## Directions for this task
Please give back, exactly as written, only the line containing "For every instance of the mochi" and every line after it until the data below ends.

Excerpts from a dataset:
Start of Block

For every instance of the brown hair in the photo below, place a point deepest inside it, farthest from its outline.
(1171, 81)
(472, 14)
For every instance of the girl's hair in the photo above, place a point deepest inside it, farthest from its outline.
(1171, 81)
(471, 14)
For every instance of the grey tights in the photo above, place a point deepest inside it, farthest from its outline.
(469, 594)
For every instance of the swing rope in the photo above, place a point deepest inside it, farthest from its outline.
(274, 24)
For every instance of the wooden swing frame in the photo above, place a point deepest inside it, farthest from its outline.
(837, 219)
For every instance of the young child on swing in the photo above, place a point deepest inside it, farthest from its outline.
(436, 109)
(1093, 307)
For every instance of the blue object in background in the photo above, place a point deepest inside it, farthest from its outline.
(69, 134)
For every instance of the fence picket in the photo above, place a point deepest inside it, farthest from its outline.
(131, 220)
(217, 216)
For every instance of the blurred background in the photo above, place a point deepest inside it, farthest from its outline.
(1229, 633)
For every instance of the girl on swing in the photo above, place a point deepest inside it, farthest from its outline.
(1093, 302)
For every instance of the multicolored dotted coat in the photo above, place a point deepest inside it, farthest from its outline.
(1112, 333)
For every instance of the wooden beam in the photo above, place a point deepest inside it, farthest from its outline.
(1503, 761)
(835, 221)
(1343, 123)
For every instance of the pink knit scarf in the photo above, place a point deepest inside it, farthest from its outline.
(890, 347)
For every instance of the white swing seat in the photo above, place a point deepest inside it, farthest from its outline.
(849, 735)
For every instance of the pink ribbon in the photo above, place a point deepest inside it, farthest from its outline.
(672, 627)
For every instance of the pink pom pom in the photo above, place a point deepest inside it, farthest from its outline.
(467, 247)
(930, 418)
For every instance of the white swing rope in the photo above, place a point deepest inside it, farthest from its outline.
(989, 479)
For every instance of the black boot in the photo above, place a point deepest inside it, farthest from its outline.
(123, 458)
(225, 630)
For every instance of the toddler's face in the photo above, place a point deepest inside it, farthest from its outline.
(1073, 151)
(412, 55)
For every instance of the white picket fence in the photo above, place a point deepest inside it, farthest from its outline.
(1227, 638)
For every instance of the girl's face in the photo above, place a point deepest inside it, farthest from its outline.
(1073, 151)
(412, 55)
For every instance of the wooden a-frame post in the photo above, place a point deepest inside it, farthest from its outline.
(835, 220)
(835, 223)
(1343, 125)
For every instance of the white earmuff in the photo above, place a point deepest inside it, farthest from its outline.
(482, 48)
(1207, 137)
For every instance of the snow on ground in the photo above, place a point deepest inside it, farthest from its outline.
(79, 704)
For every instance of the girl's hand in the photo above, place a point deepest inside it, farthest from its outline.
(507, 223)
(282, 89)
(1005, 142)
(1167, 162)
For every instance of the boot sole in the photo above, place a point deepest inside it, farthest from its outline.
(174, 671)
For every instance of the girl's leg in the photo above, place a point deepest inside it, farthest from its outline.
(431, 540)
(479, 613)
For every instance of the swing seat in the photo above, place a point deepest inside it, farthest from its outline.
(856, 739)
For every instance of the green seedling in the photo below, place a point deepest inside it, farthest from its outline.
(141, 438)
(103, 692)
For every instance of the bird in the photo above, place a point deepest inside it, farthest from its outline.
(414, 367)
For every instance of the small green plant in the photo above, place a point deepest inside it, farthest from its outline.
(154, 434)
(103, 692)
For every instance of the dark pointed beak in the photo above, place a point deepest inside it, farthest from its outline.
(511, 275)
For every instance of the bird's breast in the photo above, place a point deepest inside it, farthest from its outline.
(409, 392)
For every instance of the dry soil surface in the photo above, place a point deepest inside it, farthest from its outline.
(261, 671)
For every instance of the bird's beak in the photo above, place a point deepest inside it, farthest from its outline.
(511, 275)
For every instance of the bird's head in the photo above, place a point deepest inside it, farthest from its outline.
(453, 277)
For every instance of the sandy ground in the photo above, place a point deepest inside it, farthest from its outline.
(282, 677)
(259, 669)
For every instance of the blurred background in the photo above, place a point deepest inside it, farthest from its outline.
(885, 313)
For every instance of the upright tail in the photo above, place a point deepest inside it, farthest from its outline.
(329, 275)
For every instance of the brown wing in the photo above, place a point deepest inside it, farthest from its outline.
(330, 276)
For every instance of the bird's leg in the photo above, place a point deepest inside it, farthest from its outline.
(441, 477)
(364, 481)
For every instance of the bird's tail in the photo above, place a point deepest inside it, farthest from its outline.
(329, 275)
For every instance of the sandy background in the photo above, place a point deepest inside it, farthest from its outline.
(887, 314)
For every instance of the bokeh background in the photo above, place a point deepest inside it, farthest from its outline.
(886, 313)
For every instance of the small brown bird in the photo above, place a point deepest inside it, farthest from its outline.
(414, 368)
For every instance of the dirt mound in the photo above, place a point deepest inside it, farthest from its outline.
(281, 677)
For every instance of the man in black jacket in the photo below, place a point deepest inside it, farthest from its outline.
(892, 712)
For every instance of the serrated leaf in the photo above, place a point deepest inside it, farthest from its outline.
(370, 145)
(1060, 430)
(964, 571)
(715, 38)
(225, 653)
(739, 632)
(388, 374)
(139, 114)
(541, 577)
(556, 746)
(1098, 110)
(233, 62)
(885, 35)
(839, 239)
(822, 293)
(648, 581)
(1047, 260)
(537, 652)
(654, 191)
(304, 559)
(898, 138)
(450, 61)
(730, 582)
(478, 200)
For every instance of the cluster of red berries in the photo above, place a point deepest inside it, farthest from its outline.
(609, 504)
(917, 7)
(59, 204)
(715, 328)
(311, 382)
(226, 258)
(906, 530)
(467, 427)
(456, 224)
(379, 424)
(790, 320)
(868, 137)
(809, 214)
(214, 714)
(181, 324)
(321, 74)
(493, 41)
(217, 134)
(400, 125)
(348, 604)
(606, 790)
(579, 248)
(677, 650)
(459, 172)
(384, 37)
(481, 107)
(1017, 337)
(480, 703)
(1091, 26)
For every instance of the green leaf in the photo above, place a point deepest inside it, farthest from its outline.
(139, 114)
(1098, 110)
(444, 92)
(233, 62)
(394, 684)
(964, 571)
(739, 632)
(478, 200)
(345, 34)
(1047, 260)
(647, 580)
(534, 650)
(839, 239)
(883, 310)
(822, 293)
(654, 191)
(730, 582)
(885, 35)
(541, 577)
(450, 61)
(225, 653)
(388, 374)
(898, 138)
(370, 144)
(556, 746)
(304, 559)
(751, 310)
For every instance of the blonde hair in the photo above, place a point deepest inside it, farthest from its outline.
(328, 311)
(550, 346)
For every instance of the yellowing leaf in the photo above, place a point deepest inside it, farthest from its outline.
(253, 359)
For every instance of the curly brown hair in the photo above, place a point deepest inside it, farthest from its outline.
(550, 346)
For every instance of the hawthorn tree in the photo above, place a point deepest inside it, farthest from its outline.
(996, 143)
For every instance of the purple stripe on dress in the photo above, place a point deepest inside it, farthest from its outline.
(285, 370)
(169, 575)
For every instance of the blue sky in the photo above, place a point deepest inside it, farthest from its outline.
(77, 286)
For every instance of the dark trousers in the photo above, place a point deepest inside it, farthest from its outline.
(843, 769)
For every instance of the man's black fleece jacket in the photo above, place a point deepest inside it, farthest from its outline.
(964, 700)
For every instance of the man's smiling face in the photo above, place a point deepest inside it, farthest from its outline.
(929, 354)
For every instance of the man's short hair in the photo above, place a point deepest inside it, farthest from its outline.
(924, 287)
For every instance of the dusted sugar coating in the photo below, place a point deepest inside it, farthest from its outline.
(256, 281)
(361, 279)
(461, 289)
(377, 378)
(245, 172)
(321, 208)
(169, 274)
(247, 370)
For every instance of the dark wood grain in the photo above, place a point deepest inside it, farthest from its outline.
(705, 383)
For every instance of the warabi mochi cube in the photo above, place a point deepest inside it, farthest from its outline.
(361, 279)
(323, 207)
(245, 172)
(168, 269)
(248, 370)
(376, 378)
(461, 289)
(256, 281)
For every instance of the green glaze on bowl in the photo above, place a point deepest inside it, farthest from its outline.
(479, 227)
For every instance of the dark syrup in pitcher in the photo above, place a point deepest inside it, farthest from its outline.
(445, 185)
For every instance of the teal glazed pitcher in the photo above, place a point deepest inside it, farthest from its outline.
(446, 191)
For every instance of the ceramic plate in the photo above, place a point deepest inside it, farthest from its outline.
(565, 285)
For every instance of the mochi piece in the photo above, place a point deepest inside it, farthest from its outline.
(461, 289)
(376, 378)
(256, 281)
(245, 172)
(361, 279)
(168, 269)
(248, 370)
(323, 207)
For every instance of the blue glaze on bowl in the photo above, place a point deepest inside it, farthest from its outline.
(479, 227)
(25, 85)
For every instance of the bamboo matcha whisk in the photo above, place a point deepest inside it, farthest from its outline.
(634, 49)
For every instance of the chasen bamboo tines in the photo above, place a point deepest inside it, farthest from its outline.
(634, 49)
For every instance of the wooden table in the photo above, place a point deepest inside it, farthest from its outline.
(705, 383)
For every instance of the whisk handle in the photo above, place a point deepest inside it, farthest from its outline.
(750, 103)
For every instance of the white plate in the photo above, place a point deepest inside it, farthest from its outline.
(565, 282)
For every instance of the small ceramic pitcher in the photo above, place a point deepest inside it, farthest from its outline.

End of Block

## Written reply
For every instance of the mochi piece in the photo above, place a point deepest inside it, farthest from its outline.
(461, 289)
(376, 378)
(256, 281)
(245, 172)
(361, 279)
(168, 269)
(248, 370)
(323, 207)
For every instance of the blue glaze on bowl in the photo above, place a point deepest inside it, farthest from its outline.
(479, 227)
(25, 85)
For every instance of the bamboo matcha whisk in the photo above, place a point deepest inside it, farthest from its outline.
(634, 49)
For every instance of the chasen bamboo tines in the photo above, place a point deepest inside it, farthest from its outline.
(634, 49)
For every instance of the wooden table in the photo above, place a point deepest inside it, farthest from its outline.
(705, 383)
For every instance of the whisk handle in the photo above, place a point deepest inside it, farthest from its outline.
(750, 103)
For every instance of the white plate in the photo above, place a point deepest inside it, farthest from its outline.
(565, 282)
For every instance of the small ceramic pitcher in the photo above, place a point deepest inside it, farthest from its outline.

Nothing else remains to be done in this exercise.